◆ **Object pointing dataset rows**
***

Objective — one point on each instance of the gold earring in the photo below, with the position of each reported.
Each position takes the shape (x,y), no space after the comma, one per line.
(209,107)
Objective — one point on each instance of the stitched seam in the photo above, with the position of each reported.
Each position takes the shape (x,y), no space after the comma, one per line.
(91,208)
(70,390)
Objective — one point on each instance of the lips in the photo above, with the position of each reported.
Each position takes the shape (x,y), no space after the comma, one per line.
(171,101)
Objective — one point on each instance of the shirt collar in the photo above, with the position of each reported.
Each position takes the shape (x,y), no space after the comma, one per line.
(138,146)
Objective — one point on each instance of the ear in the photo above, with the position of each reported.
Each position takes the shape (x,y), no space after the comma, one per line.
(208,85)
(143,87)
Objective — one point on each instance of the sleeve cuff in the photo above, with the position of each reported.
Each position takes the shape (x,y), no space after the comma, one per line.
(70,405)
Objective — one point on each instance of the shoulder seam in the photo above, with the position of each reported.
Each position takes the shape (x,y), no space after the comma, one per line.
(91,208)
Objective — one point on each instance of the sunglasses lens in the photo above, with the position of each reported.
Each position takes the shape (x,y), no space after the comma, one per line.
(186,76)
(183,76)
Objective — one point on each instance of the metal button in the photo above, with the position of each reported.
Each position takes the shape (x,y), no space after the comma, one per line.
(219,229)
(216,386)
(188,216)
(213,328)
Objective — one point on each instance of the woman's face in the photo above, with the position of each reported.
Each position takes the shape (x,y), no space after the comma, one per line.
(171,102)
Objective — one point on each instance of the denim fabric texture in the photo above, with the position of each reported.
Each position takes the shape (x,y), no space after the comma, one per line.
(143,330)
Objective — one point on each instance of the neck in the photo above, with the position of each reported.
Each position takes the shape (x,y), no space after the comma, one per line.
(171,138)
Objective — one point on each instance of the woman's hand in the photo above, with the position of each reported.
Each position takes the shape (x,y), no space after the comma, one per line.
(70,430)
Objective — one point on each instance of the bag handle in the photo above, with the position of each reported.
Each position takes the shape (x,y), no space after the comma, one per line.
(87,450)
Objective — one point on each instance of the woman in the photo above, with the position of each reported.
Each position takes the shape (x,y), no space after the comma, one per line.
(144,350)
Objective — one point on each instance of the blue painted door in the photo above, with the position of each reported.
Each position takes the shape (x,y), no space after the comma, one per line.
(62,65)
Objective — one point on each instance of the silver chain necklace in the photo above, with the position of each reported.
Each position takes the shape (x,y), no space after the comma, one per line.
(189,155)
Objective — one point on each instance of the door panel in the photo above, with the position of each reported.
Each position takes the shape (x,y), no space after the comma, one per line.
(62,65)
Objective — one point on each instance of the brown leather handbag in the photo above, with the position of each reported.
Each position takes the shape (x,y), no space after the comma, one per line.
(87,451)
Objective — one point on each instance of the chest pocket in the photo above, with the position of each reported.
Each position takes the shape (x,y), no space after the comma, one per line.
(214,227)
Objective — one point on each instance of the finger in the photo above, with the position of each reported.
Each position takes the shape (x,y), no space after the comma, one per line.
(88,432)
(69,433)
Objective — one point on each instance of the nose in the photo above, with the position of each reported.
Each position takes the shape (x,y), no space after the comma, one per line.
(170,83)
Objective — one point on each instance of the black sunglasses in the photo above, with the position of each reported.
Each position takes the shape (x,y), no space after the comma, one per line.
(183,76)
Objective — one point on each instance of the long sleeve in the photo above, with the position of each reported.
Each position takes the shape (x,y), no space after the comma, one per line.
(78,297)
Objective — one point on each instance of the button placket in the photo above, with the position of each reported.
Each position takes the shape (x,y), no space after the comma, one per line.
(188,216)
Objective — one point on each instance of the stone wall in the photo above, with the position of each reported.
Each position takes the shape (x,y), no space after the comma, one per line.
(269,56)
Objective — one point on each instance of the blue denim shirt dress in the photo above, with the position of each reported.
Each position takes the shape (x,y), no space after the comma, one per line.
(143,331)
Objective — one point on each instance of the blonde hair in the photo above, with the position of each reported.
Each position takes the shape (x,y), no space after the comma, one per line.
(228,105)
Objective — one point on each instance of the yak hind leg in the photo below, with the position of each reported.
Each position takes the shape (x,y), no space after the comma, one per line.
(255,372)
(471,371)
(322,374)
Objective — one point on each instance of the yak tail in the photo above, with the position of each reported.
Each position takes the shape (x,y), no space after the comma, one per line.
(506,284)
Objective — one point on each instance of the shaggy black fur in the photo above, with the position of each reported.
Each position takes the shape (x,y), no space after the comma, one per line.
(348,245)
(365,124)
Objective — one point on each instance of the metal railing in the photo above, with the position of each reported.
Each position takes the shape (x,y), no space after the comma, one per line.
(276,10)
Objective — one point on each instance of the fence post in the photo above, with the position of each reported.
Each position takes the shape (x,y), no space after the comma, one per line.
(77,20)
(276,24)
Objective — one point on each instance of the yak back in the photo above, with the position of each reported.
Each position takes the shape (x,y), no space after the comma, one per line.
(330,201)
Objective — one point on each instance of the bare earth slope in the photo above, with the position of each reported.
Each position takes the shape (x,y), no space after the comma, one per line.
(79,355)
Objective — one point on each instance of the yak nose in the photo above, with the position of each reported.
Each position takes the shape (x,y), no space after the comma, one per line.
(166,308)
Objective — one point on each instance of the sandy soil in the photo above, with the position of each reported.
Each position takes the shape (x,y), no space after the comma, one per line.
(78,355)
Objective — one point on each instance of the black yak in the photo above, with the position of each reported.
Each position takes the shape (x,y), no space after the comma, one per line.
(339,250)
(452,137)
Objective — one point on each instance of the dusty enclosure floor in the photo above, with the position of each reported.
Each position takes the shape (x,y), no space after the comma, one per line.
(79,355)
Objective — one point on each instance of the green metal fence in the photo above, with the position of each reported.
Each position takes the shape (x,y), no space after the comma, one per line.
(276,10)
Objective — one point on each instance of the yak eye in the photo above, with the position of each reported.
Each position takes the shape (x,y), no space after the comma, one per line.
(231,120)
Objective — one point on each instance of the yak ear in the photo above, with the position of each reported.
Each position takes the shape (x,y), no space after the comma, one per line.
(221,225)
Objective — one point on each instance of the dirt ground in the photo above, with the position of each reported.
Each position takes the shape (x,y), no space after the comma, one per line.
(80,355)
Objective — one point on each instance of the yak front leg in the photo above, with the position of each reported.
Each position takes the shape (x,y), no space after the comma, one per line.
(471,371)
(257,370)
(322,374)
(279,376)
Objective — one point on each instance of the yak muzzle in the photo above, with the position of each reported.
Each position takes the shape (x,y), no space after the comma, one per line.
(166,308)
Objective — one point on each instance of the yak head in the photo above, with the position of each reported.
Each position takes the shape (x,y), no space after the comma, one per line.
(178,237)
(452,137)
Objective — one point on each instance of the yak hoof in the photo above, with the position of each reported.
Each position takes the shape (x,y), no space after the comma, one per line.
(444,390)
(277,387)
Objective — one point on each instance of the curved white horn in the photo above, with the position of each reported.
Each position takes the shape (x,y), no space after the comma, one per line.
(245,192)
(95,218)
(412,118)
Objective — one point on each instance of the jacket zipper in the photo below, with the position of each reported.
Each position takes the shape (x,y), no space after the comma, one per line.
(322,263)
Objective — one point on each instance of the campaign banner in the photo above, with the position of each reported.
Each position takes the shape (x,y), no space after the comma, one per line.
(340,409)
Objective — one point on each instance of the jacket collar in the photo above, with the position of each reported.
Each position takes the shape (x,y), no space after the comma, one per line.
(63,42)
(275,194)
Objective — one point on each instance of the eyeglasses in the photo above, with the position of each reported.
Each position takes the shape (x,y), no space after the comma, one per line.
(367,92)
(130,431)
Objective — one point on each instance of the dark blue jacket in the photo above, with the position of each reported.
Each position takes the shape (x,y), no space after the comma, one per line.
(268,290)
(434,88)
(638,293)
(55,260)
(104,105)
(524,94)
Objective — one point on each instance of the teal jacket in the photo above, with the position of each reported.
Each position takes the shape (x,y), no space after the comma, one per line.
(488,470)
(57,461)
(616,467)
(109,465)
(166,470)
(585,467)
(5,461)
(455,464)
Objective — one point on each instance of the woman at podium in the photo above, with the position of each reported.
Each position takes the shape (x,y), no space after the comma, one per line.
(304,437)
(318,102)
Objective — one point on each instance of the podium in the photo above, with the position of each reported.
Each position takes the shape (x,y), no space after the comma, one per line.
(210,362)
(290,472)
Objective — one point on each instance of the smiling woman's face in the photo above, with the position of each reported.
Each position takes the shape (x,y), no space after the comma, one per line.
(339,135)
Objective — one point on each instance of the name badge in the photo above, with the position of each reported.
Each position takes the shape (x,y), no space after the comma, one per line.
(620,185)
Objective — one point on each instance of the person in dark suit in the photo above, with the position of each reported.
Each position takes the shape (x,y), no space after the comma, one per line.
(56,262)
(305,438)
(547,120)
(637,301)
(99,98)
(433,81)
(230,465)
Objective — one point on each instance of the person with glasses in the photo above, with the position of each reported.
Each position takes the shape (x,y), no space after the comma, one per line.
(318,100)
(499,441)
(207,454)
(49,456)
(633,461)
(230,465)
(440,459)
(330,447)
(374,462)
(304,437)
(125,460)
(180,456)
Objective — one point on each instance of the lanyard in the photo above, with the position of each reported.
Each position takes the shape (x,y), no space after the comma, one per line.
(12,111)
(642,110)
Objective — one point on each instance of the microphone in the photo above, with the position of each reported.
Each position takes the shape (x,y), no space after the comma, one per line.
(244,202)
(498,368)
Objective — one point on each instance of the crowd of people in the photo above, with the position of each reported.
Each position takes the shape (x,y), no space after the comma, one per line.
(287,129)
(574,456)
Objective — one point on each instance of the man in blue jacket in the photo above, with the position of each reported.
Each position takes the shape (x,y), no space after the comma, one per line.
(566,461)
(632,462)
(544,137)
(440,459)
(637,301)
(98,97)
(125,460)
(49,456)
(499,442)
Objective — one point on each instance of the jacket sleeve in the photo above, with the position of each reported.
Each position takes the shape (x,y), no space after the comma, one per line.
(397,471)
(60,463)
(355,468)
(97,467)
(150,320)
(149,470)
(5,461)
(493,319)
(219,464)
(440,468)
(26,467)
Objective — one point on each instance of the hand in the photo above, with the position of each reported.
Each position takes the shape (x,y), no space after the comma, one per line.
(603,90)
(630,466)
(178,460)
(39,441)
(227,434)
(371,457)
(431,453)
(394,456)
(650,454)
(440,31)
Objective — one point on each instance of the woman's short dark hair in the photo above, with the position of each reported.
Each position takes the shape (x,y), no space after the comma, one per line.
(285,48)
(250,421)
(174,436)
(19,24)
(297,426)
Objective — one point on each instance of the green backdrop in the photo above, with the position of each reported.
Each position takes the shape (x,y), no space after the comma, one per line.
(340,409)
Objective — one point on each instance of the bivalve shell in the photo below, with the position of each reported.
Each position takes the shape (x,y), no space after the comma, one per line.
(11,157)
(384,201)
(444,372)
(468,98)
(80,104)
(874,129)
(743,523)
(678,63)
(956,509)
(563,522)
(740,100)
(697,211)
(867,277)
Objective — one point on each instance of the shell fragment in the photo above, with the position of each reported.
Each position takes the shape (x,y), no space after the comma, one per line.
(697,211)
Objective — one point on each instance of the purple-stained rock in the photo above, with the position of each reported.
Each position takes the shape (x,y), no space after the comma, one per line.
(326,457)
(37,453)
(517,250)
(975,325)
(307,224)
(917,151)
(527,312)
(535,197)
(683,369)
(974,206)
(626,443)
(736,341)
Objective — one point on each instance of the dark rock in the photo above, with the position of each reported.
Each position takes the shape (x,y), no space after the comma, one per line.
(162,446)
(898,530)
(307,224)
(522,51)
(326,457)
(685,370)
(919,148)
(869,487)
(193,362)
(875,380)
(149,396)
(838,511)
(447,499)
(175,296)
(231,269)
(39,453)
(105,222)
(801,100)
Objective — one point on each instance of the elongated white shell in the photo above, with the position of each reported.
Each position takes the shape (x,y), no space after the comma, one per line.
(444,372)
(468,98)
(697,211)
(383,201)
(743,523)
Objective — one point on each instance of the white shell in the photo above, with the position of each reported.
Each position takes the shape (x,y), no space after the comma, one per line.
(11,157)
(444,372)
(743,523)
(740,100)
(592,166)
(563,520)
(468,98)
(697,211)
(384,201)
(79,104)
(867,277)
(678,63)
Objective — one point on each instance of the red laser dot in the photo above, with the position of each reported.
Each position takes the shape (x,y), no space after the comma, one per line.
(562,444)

***

◆ **Written exercise**
Reproduce verbatim the lines of the data above, from the line containing "Objective — one point on each instance of the elongated" through the final line of the data.

◆ **Final result**
Objective — one point on each instance of the elongated white shell in the photo above, with the position of each reported.
Each position takes the shape (x,y), no space after the comma, one per line.
(444,372)
(468,98)
(697,211)
(383,201)
(743,523)
Objective — one point on each instance of the white shell in the photo above, with the position of each reported.
Each position takes the shape (x,y), no space after the comma, one per line.
(11,157)
(444,372)
(743,523)
(740,100)
(592,166)
(563,520)
(468,98)
(697,211)
(384,201)
(79,104)
(867,277)
(678,63)
Objective — one point on each instance of the red laser dot in the photo above, with the position of each reported.
Each position takes the shape (x,y), no space after the comma, one per line.
(562,444)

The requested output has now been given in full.